Exercise text:
At the time La Bruyere was writing (which was a good bit later than the time
of Columbus, during which time conditions had improved), the French "knew
every nuance of poverty... At the top were those who "at best lived at
subsistence level, at worst fell far below," while at the bottom were those
described as dans un e'tat d'indigence absolue, meaning that "one had no
food or adequate clothing or proper shelter, that one had parted with the
few battered cooking-pots and blankets which often constituted the main
assets of a working-class family." Across the whole of France, between a
third and half the population fell under one of these categories of
destitution, and in regions such as Brittany, western Normandy, Poitou, and
the Massif the proportion ascended upwards of two-thirds. In rural areas in
general, between half and 90 percent of the population did not have land
sufficient for their support, forcing them to migrate out, fall into
permanent debt, or die.
And France was hardly unique. In Genoa, writes historian Fernand Braudel,
"the homeless poor sold themselves as galley slaves every winter." They were
fortunate to have that option. In more northern climes, during winter
months, the indigent simply froze to death. The summer, on the other hand,
was when the plague made its cyclical visitations. That is why, m summer
months, the wealthy left the cities to the poor: as Braudel points out
elsewhere, Rome along with other towns "was a graveyard of fever" during
times of warmer weather.

Localization data, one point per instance:

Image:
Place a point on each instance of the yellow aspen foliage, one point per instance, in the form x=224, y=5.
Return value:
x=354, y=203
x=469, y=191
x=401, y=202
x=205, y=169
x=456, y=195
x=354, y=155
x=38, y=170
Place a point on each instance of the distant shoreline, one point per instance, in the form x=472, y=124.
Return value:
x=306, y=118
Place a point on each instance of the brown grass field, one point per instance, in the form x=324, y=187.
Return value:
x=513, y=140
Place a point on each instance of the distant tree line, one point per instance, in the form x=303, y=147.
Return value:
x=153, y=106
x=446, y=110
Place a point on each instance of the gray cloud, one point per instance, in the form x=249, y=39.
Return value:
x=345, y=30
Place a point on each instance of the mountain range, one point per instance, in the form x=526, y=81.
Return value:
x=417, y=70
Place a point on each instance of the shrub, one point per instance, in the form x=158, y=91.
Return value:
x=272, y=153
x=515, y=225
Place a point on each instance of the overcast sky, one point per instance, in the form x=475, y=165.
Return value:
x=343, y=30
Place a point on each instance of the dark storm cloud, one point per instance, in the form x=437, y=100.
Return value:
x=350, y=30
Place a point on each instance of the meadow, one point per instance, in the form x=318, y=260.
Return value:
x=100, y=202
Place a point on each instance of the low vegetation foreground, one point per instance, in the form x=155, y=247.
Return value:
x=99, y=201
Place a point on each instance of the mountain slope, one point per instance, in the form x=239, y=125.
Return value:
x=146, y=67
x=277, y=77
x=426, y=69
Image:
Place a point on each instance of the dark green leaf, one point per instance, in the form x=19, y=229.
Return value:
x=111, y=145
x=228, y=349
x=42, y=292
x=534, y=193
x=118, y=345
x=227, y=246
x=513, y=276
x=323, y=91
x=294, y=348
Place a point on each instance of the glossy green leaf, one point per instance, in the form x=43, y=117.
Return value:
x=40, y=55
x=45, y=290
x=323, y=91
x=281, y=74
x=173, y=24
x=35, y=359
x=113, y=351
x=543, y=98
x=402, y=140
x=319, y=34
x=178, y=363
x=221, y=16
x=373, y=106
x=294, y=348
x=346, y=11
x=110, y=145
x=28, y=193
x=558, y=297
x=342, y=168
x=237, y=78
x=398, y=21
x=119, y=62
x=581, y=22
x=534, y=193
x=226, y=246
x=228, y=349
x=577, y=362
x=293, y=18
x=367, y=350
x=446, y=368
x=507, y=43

Actions to take:
A – Answer these questions using the passage on poverty in France and elsewhere in Europe.
(i) In which French regions did the proportion of destitute people rise above two-thirds?
(ii) According to Braudel, what did the homeless poor of Genoa do every winter?
(iii) What did the wealthy do during the summer months?
B – Using the passage on poverty in France and elsewhere in Europe, decide whether each statement agrees with it. Answer yes or no, and quote the words that decide it.
(i) Between a third and half of the population across France fell into a category of destitution.
(ii) The plague made its cyclical visitations in winter.
(iii) In rural areas, fewer than a quarter of the people lacked land sufficient for their support.
C – Resume the passage on poverty in France and elsewhere in Europe after its final sentence.

Outputs by task:
A –
(i) Brittany, western Normandy, Poitou, and the Massif.
(ii) They sold themselves as galley slaves.
(iii) They left the cities to the poor.

B –
(i) Yes: "Across the whole of France, between a third and half the population fell under one of these categories of destitution"
(ii) No: "The summer, on the other hand, was when the plague made its cyclical visitations."
(iii) No: "between half and 90 percent of the population did not have land sufficient for their support"

C –
Throughout Europe, about half the children born during this time died before
reaching the age of ten. Among the poorer classes-and in Spain particularly,
which had an infant mortality rate almost 40 percent higher even than
England's-things were much worse. In addition to exposure, disease, and
malnutrition, one of the causes for such a high infant mortality rate (close
to three out of ten babies in Spain did not live to see their first
birthdays) was abandonment. Thousands upon thousands of children who could
not be cared for were simply left to die on dungheaps or in roadside
ditches. Others were sold into slavery.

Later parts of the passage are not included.